■ **Provided passage**:
The UC Health Voice and Swallowing team is comprised of subspecialized physicians and surgeons, but also tremendous speech pathologists; three of whom are also have vocal performance backgrounds.

Together, physicians, surgeons, speech pathologists and the patient decide what the next steps should look like, from the moment the patient walks into UC Health through their recovery.

“I have the best team,” said Dr. Howell. “Our schedulers, medical assistant, speech pathologists — everything runs magically because they all care about our patients.”

A Setback and Newfound Peace

Surgery itself lasted less than one hour and on the same day, Danielle was discharged from UC Medical Center to begin recovery at home.

Long term, Danielle’s recovery and outcome were exactly what Dr. Howell expected, but it wasn’t without a few speedbumps along the way.

“At the time of my surgery, my son was 1 and a half years old, so I was worried about sickness that can come with having young kids,” said Danielle. “The day after surgery, I got bronchitis and was sick for 100 days. I know because I counted.”

The constant coughing from the bronchitis caused Danielle’s vocal folds to hemorrhage again, so she was put on vocal rest — no speaking or singing — for one month.

During her period of vocal rest, Danielle took the time to self-reflect. Rather than letting her unexpected setback cause fear or frustration, she experienced a profound sense of peace.

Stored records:
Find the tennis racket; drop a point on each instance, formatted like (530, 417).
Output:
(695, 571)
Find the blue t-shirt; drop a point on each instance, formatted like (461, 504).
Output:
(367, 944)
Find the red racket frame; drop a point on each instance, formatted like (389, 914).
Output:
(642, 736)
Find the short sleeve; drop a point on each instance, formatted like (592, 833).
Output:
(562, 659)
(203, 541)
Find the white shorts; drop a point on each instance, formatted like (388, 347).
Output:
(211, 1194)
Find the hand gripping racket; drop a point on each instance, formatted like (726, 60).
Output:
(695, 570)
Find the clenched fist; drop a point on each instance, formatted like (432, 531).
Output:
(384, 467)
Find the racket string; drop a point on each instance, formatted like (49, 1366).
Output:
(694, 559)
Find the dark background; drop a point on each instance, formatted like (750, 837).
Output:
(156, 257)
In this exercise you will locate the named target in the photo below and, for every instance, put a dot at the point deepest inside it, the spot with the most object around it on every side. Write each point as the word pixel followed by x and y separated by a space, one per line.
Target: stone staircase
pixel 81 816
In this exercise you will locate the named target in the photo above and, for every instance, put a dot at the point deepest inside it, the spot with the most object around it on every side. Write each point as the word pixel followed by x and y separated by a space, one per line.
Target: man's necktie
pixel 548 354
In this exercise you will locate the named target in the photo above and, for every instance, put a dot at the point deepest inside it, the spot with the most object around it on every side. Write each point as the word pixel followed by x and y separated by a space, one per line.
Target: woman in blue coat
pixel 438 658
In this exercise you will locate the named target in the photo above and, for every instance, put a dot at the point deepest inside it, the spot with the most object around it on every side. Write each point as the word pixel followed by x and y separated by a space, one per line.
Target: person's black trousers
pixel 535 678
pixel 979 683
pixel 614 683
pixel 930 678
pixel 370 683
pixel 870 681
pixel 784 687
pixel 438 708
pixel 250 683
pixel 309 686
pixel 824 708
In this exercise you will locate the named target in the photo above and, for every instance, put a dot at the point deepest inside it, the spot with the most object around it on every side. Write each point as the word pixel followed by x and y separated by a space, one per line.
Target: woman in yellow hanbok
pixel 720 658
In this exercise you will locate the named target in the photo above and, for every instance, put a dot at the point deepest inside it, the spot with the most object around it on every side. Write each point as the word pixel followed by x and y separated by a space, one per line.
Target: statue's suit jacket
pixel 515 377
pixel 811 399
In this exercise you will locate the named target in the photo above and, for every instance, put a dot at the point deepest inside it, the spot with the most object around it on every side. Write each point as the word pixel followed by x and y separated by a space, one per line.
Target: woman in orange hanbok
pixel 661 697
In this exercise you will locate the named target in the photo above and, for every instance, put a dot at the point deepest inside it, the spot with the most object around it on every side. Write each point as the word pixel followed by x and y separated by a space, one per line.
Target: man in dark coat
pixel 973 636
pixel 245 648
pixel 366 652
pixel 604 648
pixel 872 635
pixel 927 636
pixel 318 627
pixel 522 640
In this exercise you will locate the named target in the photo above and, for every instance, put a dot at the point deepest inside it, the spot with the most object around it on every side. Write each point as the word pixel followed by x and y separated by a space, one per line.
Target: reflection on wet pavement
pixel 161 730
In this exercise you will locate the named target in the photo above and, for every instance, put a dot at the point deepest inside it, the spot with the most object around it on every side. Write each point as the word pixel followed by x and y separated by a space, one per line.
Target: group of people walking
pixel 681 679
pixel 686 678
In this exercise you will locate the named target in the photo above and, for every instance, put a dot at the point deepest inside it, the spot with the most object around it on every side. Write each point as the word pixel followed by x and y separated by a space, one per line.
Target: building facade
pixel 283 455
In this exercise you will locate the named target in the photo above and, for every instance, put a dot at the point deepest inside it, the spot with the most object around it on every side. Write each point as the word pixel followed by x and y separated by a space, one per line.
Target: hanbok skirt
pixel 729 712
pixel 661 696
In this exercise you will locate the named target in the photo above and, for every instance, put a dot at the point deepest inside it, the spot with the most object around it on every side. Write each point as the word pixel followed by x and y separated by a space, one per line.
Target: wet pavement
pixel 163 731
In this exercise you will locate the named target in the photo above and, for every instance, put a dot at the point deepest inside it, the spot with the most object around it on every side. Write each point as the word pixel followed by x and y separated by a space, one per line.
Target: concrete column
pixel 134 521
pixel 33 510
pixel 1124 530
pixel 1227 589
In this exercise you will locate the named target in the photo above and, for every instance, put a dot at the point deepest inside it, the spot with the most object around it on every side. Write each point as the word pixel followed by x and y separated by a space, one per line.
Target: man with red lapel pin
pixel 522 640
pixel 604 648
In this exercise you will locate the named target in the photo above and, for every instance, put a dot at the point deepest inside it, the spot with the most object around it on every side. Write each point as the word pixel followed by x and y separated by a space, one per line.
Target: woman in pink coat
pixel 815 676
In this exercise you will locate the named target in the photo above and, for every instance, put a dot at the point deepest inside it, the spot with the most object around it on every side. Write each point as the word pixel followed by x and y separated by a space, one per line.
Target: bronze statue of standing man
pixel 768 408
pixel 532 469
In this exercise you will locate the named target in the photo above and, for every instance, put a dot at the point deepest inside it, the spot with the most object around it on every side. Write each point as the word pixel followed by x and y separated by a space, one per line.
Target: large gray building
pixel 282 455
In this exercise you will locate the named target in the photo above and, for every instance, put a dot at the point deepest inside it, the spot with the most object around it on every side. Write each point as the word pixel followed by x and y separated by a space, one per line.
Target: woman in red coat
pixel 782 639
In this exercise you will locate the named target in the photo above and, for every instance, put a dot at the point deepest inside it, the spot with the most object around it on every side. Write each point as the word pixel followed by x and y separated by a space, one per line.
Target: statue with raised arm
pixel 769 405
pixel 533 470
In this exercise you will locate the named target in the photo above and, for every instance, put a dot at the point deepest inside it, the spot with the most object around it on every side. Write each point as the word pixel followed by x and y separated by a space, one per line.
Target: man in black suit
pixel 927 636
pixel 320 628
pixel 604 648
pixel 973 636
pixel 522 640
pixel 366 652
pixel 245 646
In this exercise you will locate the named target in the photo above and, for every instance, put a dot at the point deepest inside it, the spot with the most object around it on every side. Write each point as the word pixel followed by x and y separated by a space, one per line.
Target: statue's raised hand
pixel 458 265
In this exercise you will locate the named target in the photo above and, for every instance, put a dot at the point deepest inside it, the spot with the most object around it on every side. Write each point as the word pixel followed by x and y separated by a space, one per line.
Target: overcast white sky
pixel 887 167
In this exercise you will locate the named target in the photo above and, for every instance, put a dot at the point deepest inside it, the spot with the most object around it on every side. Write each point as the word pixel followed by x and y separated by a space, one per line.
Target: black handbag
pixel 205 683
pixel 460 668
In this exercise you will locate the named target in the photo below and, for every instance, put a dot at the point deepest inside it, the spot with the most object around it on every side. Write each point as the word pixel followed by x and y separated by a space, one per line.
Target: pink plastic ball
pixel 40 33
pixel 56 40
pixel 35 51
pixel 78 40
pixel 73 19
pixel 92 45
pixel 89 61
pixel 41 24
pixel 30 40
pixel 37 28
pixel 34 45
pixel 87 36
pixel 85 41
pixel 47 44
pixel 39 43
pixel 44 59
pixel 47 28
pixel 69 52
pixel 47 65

■ **Your task**:
Please reproduce the passage about Danielle's voice surgery and recovery word for word, from start to finish.

■ **Final answer**:
The UC Health Voice and Swallowing team is comprised of subspecialized physicians and surgeons, but also tremendous speech pathologists; three of whom are also have vocal performance backgrounds.

Together, physicians, surgeons, speech pathologists and the patient decide what the next steps should look like, from the moment the patient walks into UC Health through their recovery.

“I have the best team,” said Dr. Howell. “Our schedulers, medical assistant, speech pathologists — everything runs magically because they all care about our patients.”

A Setback and Newfound Peace

Surgery itself lasted less than one hour and on the same day, Danielle was discharged from UC Medical Center to begin recovery at home.

Long term, Danielle’s recovery and outcome were exactly what Dr. Howell expected, but it wasn’t without a few speedbumps along the way.

“At the time of my surgery, my son was 1 and a half years old, so I was worried about sickness that can come with having young kids,” said Danielle. “The day after surgery, I got bronchitis and was sick for 100 days. I know because I counted.”

The constant coughing from the bronchitis caused Danielle’s vocal folds to hemorrhage again, so she was put on vocal rest — no speaking or singing — for one month.

During her period of vocal rest, Danielle took the time to self-reflect. Rather than letting her unexpected setback cause fear or frustration, she experienced a profound sense of peace.